* _Reading text_:
□ □ □ □ □ □ □
Skill challenges have to be used properly. The DMG example is a bit weak. There are also some skill challenges in some of the adventure modules that are just terrible (what do you mean that we have to do a skill challenge of perception rolls and nature rolls to merely walk 100 feet north through the unoccupied and untrapped woods, and if we fail, we get lost?).

The best way to use skill challenges is for more concrete skill use and to allow roleplaying to just flow with a few occasional Diplomacy rolls thrown in to assist the players.

For example, use a skill challenge to climb over a cliff face or to escape from a town.

But, to convince the bartender to keep a lookout for the man in gray, I just roleplay normally in order to set the DC based on how well the players roleplay and then just use a single Diplomacy (or Bluff or whatever is being attempted) roll to see if the PC was successful. Or, sometimes I just wing it based on how well (or how badly) the players roleplayed.

Don't let the dice rule you completely, but also give the players a chance to use the skills that their PCs have.

Take skill challenges with a grain of salt, use them sparingly at first, and you might eventually find that you like them for some types of things and absolutely despise them for some other things.
 


This was D&D 4e. We didn't realize we needed a battle map, so we used graph paper and drew on that.

Ah, I can see that being a horror.

We had troubles wrapping our heads around the vast number of powers and keywords and magic items and such since there was just so many that all looked like they were torn from a basic template and had flavor text thrown on top of it. Monsters were interesting, but they had such large stat blocks that they constantly needed to be referenced and bookmarked. Just our starting powers at first level were suffocating us with extra rules tossed about here and there, to such a point that we spent a good hour before the first session just writing them down on notecards.

Two things. Firstly if you ever want to try 4e again, you'd do much better with Essentials and possibly the Red Box. And secondly the Character Builder really helps; I timed myself to make a new character in a class I didn't know at all and I had a printed character sheet in less than five minutes from starting the program. These character sheets come with the powers printed out - which means you very seldom need to consult the rulebooks.

I was hooked. I had control over my character again without the stats taking control, our use of a battle map made encounters feel much less confining

I'd have described all that as moving from 3 to 4e. Stats and skills are much more confining in 3e because you end up being unable to effectively use the skills you aren't trained in at all.

and resource management went down to a level that I was more familiar with from 8 and 16-bit era dungeon crawler CRPGs.

I find resource management higher in 3e than 4e. In 3e there are classes (all spellcasting classes) that can literally expend all their resources. In 4e you always have some options left and some that will be recovered.

nor need to look up stats and encounter powers on a Level 4 Goblin Berzerker any time you wanted to use one.

When DMing you're meant to have the monster statblocks in front of you. And a core difference between 3e and 4e stat blocks are that 4e statblocks contain everything. Other than the basic and universal conditions, there's no looking up. If we look up a 3e statblock the monster has feats. Which need to be looked up separately. So do the monster's spells and spell like abilities.
□ □ □ □ □ □ □
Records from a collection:
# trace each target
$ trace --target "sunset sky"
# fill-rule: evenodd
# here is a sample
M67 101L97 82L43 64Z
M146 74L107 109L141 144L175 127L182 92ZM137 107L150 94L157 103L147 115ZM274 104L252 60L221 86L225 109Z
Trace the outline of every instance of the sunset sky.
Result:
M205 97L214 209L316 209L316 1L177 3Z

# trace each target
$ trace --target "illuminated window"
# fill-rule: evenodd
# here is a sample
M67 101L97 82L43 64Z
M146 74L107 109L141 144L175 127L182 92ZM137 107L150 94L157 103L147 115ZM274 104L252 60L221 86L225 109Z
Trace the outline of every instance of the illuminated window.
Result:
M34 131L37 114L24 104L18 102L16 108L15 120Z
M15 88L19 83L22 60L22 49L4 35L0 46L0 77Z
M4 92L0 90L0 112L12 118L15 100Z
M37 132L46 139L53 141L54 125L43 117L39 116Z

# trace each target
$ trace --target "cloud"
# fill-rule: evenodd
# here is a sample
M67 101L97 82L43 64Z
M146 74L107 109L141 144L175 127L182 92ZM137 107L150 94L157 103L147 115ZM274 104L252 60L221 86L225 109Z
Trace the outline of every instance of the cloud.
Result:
□ □ □ □ □ □ □
* _Task objective_: Please write out the D&D text from "I was hooked." up to and including "to use one.". Rely only on the D&D text, not on the listing.

* _Correct answer_:
I was hooked. I had control over my character again without the stats taking control, our use of a battle map made encounters feel much less confining

I'd have described all that as moving from 3 to 4e. Stats and skills are much more confining in 3e because you end up being unable to effectively use the skills you aren't trained in at all.

and resource management went down to a level that I was more familiar with from 8 and 16-bit era dungeon crawler CRPGs.

I find resource management higher in 3e than 4e. In 3e there are classes (all spellcasting classes) that can literally expend all their resources. In 4e you always have some options left and some that will be recovered.

nor need to look up stats and encounter powers on a Level 4 Goblin Berzerker any time you wanted to use one.